Aim:
Using the blog post, answer these questions:
1. For which time will "Charlie Brown Christmas" air on TV tonight?
2. What is the name of the non-profit corporation Alicia has continued with?
3. How many years of teaching in the New York Public Schools does Frank McCourt describe in "Teacher Man"?

##### Text extract #####

Tuesday, December 06, 2005

You're a Good Man...Teacher Man

Tonight, on TV, "Charlie Brown Christmas" will be on for it's 40th time. It is as old as our oldest, Clark. The newspaper today says it almost didn't make it past network executives...too slow and boring...reading a portion of the Christmas Story from the Gospel of Luke by little Lisping Linus. It is now ironic that's main message, anticommerialism, is thwarted by it's years and years of top "Nielsen Ratings" and all the millions it has made for it's advertizers over those years. The ugly little tree strikes a "chord" in all our hearts. Some even write poems about it.

Charles Schultz has left us but his legacy lingers in his characterizations by cartoon. His estate is still earning millions. I know, at first, I was not attracted to his little "anti-hero" Charlie (patterned after himself, I suppose)...always a bit depressed and then you had "bossy" Lucy etc. She reminds me of Alicia who first put on "Your A Good Man Charlie Brown" in my Young Actors' Workshop in Claremont. She has continued for all these years with a very successful, "non-profit" corporation call "Karosel Kids". I did try to stage its sequel, "Snoopy" when I taught at El Roble. It was much more "up" and "cute" and it was a commercial success. But the image of Charlie still remains, average, n'er-do-well', always complaining, the butt of jokes etc. gets the football pulled away every year and his kite stuck. We identify with him to a point and the humor in the predicaments.

Betty and I have just heard the new audio book by Frank McCourt. It is called "Teacher Man". Here, I think, we found the same fascination as with Charlie. He, with his charming Irish brogue, describes his 30 years of teaching in the New York Public Schools. "How did I ever survive?" he asks. We had read his previous books, "Angela's Ashes" and "'Tis". They are also autobiographical. They have that same "hang dog" "poor me" kind of humor. He bemoans his upbringing (barely surviving) in Limerick, Ireland, and his education with the Catholic Church. He continues to show how it effected him when he got to America in "Tis". The guilt and depression he continued to struggle with all through his life. He is such a "storyteller" you almost can't believe all the "tales". But, as he says over and over, he..."didn't give a fiddler's fart" and just kept trying.

##### Supplied entries #####

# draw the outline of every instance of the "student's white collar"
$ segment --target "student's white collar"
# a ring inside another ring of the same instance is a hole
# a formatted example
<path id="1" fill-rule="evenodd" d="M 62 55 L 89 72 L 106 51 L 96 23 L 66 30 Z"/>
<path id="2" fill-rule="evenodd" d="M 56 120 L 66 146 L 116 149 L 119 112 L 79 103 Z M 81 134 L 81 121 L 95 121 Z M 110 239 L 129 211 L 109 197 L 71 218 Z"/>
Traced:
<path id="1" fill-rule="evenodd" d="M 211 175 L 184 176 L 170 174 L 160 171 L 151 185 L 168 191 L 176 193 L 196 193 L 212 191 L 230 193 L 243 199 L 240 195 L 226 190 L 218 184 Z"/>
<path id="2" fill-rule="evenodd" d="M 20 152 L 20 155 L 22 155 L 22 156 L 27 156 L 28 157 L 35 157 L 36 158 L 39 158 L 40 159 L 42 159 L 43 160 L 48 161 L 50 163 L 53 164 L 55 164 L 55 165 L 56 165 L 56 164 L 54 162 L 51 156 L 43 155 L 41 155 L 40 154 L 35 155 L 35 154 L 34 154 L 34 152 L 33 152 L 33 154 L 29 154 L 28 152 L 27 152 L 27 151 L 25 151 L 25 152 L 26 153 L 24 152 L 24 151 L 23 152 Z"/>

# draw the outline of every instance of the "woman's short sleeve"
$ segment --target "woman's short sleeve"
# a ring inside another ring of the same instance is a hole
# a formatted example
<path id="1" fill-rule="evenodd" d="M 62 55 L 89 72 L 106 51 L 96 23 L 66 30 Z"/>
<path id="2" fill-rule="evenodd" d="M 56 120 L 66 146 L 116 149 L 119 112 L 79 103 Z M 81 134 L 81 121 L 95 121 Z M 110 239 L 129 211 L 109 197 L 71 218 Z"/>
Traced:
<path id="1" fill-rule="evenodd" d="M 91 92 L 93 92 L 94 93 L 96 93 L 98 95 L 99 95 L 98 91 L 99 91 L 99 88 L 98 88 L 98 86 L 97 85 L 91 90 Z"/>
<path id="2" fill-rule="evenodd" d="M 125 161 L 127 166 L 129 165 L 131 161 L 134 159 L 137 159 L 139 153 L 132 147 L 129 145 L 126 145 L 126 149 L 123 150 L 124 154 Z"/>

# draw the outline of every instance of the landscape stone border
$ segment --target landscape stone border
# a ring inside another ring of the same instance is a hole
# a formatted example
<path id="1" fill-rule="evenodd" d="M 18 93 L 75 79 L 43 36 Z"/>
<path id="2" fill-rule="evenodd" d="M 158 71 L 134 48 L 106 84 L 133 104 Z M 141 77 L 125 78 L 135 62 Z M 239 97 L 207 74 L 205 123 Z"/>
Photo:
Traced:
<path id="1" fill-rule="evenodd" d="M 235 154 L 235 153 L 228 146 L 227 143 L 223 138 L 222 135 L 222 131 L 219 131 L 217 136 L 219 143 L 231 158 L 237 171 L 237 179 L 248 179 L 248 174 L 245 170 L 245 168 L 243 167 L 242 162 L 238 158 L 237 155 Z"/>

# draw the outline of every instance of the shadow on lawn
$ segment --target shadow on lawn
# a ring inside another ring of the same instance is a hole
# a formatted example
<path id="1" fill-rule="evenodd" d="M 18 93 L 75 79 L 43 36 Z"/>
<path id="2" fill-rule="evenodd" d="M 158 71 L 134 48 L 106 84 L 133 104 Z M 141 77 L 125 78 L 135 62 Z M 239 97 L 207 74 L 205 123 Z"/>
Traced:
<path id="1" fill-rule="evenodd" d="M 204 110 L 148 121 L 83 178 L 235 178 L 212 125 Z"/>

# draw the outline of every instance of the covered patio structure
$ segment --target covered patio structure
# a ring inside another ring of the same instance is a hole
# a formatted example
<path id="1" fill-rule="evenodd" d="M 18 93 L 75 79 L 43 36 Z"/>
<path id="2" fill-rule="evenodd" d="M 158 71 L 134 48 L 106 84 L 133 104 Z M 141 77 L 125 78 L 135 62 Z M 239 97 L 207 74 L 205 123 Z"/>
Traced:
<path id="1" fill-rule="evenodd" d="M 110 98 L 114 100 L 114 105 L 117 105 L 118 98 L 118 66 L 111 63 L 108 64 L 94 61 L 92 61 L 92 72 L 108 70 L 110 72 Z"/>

#####

Problem solution:
1. Its 40th time.
2. "Karosel Kids."
3. 30 years.